• Tarefas a realizar:
1. No texto sobre o governo de Guillermo Lasso no Equador, qual meta de vacinação foi anunciada como cumprida em 1º de setembro?
2. Prossiga o texto sobre o governo de Guillermo Lasso no Equador, começando logo após a última frase apresentada.

• Trecho apresentado:
▼

O dia 1º de setembro deste ano parecia o início do melhor dos tempos para o Equador: o vice-presidente Alfredo Borrero e a ministra da Saúde Ximena Garzón anunciaram que a meta de vacinar 9 milhões de pessoas nos primeiros cem dias do governo de Guillermo Lasso tinha sido cumprida. Naquele momento a popularidade do mandatário alcançava índices nunca vistos em governos anteriores, comparáveis às primeiras épocas de Rafael Correa. A ideia de reativação econômica proposta por Lasso passava de boca em boca em meio a um clima otimista e confiante no futuro. Porém, como sempre na história equatoriana, as certezas logo se desfizeram em meio a sérias dúvidas.

Para entender melhor essa história, é necessário voltar às últimas eleições. Depois de uma campanha eleitoral amarga, em que tudo parecia possível, chegaram ao segundo turno o candidato conservador Guillermo Lasso e Andrés Arauz, candidato das forças unidas ao redor de Rafael Correa. Logo ficou evidente que a fragilidade de Arauz, novato nas questões eleitorais, bem como a dispersão dos movimentos que o apoiavam, levariam a uma derrota inevitável, o que ocorreu quando Lasso chegou à Presidência por uma margem indiscutível. A principal promessa da campanha do candidato vencedor se valia da angústia do povo encurralado por causa da pandemia e da crise econômica. Ela prometia acabar com a ameaça da doença e da morte com vacinas suficientes, o que levaria a uma rápida recuperação econômica que traria prosperidade e riqueza para todos.

▲

• Registros:
▼

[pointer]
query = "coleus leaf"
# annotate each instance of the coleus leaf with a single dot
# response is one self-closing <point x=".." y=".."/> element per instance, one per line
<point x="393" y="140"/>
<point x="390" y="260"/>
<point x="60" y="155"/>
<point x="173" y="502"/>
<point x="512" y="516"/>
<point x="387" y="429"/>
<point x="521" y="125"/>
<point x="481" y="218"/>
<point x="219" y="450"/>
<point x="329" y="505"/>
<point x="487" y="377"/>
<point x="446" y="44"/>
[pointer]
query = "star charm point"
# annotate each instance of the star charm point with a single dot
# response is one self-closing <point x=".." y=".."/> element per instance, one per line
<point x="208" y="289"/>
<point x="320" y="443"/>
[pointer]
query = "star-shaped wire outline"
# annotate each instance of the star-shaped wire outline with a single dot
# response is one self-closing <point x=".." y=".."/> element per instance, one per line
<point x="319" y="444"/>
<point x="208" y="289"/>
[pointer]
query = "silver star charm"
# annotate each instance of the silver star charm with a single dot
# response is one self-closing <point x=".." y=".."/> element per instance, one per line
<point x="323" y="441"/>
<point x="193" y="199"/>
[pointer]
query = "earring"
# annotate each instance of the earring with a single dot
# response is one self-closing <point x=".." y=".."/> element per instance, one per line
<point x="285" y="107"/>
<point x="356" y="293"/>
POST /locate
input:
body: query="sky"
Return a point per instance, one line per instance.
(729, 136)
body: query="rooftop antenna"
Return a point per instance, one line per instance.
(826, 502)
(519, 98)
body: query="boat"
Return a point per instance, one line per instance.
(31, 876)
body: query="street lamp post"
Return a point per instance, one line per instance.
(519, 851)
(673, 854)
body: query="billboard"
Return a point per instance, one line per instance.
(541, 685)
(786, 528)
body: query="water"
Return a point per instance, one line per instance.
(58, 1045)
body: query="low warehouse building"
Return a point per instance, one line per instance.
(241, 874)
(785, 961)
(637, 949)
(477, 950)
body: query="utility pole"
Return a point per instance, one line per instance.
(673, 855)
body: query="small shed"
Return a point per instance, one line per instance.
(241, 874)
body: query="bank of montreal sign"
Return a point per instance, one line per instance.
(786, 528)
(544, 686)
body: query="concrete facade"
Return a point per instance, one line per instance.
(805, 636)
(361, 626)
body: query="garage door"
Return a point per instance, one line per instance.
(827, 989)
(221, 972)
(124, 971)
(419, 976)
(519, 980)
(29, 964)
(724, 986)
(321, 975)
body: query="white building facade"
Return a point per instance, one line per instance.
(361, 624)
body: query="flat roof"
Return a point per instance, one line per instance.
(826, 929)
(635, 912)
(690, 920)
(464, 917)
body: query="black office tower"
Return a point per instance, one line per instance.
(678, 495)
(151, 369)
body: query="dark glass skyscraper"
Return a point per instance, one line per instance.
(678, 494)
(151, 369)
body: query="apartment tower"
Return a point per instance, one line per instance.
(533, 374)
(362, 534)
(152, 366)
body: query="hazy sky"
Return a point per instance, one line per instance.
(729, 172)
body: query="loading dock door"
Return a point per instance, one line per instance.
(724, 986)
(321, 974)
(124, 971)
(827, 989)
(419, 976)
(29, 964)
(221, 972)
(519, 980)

▲

• Respostas escritas:
1. Vacinar 9 milhões de pessoas nos primeiros cem dias do governo de Guillermo Lasso.

2.
Por isso, quando a promessa da campanha foi cumprida, o povo equatoriano, geralmente acostumado a decepções de todos os tipos, se surpreendeu ao ver que as restrições iam diminuindo e alguns trabalhos produtivos iam sendo retomados. No entanto, essa alegria foi temporária e contrastou com o cotidiano: a perene desigualdade, a crônica escassez de emprego adequado, a persistência das condições de vida abaixo da linha da pobreza para um grande número de cidadãos. Assim, a grande quantidade de vacinas não foi a varinha mágica que, contra a expectativa, o homem comum esperava.

Enquanto os grandes meios se concentravam nos avanços da vacinação, no Palácio do Governo os verdadeiros planos para a vida econômica e política do país continuavam em andamento. Já era possível ver que o novo regime teria uma tendência neoliberal parecida à de Lenín Moreno, imaginar que os assessores presidenciais seriam os mesmos velhos economistas e que uma espécie de liberalismo económico abrandado poderia ser a tônica dos próximos quatro anos. Com estas ideias em mente o presidente Lasso conseguiu o apoio tolerante da Assembleia Nacional e de algumas das forças da esquerda.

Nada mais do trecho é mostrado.